_EXTRAIT DU DOCUMENT_

______________________________

Tonnerre
Laure Cassus
Tout d'abord ce film s'appelle Tonnerre car il se déroule dans une région qui commence par un B, la bourgogne, et de suite j'ai pensé qu'il aurait pu se dérouler à Brest, rapport aux tonnerres de Brest du capitaine Haddock, qui était le nom de mon chien auparavant. Une référence à Tintin, car tintin ça veut aussi dire un truc qui te passe sous le nez.
C'est une histoire de cœur contrariée entre un homme extrêmement magnétique et musicien, qui vient s'isoler chez son père. Il tombe expressément amoureux d'une très jolie jeune femme qui le quittera pour un beau gosse sportif. C'est la première fois que je vois un homme souffrir autant à l'écran, hurler de douleur, se tordre de désespoir et en venir à la menace.
Dans la salle je me suis placée le plus loin possible de l'écran, les jambes les plus croisées possibles, la tête la plus enfouie possible dans un large col roulé. Pourquoi j'avais besoin de distance ? Parce ce que ce synopsis me parle. Oui désolée mais je redoutais que ce film soit une projection d'une partie de mes impressions survenues justement avec un musicien qui semblait lire dans mes pensées quand je le voyais en concert.
Voilà c'est posé, j'ai un handicap de folie latente liée au fait que je suis l'heureuse propriétaire d'une imagination sans limite commune avec celles du réel.
Cela peut arriver aussi avec des chansons de nature universelle où il semble que les paroles te parlent et te conseillent directement sur ce que tu es en train de vivre. C'est un moment étrange où l'on se sent faire partie d'un tout avec beaucoup plus de subtilité dans le ressenti que ce qui se passe en général à l'état normal. Donc je suis atteinte de ce syndrome de la communication par le fantasme, ce qui normalement est réservé aux adolescents allongés sur leur lit.

______________________________

_CONSIGNE_
Poursuivez le texte sur le film Tonnerre à partir de sa dernière phrase. Les enregistrements qui viennent ensuite ne servent à rien ici.

Entrées d'un jeu de données

______________________________

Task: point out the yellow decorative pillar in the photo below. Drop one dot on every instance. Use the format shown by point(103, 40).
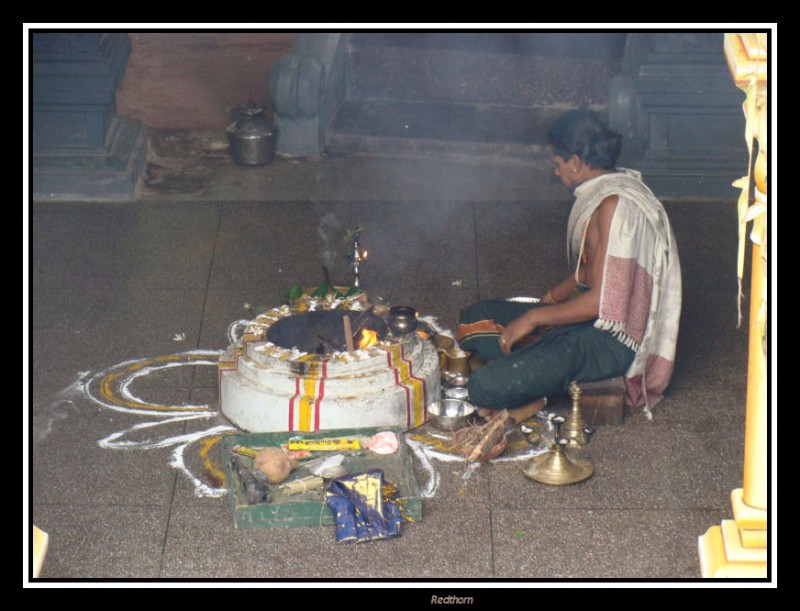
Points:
point(738, 548)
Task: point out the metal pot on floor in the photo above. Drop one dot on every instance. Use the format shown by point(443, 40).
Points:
point(251, 136)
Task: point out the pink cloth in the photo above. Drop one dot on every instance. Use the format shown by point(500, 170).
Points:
point(640, 298)
point(384, 443)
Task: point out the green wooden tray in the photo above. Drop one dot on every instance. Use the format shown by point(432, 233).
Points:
point(309, 508)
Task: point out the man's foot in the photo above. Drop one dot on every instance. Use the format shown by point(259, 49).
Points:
point(519, 414)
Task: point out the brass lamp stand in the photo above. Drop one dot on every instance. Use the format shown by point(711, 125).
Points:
point(556, 467)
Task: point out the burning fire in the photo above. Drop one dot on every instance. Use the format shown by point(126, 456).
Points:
point(368, 338)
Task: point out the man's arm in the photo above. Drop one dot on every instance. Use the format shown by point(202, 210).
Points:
point(586, 305)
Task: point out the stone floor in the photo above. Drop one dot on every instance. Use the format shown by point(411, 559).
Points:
point(126, 492)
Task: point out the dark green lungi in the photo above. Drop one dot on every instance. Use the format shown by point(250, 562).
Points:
point(578, 352)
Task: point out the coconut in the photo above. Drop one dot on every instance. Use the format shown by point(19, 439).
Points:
point(275, 464)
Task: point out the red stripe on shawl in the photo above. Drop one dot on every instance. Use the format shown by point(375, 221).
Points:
point(626, 295)
point(658, 372)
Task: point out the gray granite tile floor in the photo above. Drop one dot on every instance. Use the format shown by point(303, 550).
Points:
point(120, 287)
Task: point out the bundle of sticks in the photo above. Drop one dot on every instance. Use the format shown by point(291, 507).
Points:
point(484, 442)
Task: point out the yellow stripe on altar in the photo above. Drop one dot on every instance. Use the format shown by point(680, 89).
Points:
point(417, 387)
point(306, 406)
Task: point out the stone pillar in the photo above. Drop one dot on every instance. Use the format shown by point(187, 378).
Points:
point(306, 87)
point(680, 114)
point(81, 149)
point(738, 548)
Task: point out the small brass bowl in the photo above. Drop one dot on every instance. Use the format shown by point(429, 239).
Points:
point(451, 414)
point(402, 320)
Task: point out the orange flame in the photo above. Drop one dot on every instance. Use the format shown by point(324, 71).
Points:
point(368, 338)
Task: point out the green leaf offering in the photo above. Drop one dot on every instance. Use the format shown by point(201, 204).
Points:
point(294, 293)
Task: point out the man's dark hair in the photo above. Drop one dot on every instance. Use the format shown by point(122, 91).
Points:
point(583, 133)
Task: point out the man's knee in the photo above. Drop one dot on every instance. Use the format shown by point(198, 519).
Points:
point(475, 312)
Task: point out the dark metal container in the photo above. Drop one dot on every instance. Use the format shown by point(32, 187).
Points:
point(252, 137)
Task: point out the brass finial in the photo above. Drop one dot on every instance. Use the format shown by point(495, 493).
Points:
point(576, 430)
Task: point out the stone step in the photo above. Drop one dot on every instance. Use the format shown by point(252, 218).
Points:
point(457, 95)
point(378, 127)
point(501, 69)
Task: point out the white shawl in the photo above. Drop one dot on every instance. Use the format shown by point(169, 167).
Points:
point(640, 296)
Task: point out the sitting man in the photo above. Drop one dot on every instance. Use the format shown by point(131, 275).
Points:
point(616, 314)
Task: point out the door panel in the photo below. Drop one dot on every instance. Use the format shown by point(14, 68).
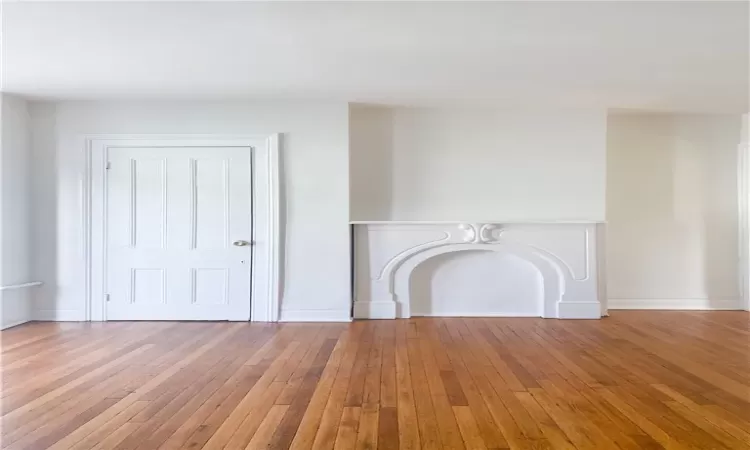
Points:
point(172, 216)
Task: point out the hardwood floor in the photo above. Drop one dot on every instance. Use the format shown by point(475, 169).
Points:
point(635, 380)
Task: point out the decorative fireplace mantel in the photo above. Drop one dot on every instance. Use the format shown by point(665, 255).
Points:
point(560, 257)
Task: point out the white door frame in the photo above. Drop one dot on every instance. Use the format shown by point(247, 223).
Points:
point(266, 257)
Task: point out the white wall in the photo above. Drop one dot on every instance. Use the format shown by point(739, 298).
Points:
point(15, 267)
point(672, 211)
point(477, 164)
point(314, 166)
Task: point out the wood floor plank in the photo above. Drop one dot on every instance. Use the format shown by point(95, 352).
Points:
point(635, 380)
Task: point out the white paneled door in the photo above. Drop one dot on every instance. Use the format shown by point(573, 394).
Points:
point(179, 233)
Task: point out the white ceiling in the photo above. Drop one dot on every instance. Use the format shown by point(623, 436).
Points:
point(687, 56)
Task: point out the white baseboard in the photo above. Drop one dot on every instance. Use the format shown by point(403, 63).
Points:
point(15, 323)
point(375, 310)
point(579, 310)
point(473, 314)
point(59, 315)
point(691, 304)
point(315, 315)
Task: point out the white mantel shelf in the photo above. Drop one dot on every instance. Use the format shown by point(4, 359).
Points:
point(452, 222)
point(529, 269)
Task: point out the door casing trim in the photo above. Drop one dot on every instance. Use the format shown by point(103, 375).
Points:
point(266, 264)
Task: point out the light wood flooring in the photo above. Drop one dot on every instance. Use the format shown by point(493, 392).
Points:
point(635, 380)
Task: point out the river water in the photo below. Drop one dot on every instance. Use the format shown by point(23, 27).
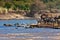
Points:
point(11, 33)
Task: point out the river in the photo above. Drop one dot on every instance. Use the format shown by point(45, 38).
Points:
point(21, 33)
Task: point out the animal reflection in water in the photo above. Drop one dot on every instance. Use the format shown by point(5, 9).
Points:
point(48, 21)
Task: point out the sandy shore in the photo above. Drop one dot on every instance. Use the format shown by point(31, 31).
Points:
point(30, 36)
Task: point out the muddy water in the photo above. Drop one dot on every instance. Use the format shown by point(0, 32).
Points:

______________________________

_RÉSULTAT FINAL_
Ce qui m'a rassurée dans le film c'est que justement cet homme est aussi franchement excessivement sentimental comme pourrait l'être un ado ou une personne totalement libre d'exprimer des sentiments sans même avoir à se préoccuper de savoir s'il s'agit d'amour ou de désespoir platonique. C'est comme ça qu'on dit n'est ce pas ?
Comment j'avais déjà vécu un état d'apesanteur inter personnelle avec un musicien à Brest, je venais au ciné pour recevoir la confirmation que c'était une illusion, puisque Tonnerre ou Brest, c'est à peu près même combat, je ne suis pas à un détail prêt avec les messages irrationnels. Que de précautions je prends...
Dans le film, aucun moyen de s'identifier à une actrice aussi jolie et jeune, à part, heu, peut être cette façon de se tenir les épaules un peu rentrées tout le temps. Un détail sans incidence. Puis il y eut ce blouson de cuir vert bien plus sympa et contemporain que le mien. Bon. Par la suite apparaît un mot dans une chanson italienne tandis qu'ils dansent un slow (vintage quand même ce big love). Le mot qui m'a fait paniquée car c'est sur ce type de chanson que je rêvassais il y a deux ans, c'est lacrima. Ok on a les mêmes goûts avec le réalisateur. Je sais pas comment les gens arrivent à rester indifférents quand une similitude avec leur existence se présente ainsi dans un film. Moi je me suis enfoncée dans mon fauteuil après un cri de surprise que je n'ai pas pu contenir (aie les voisins).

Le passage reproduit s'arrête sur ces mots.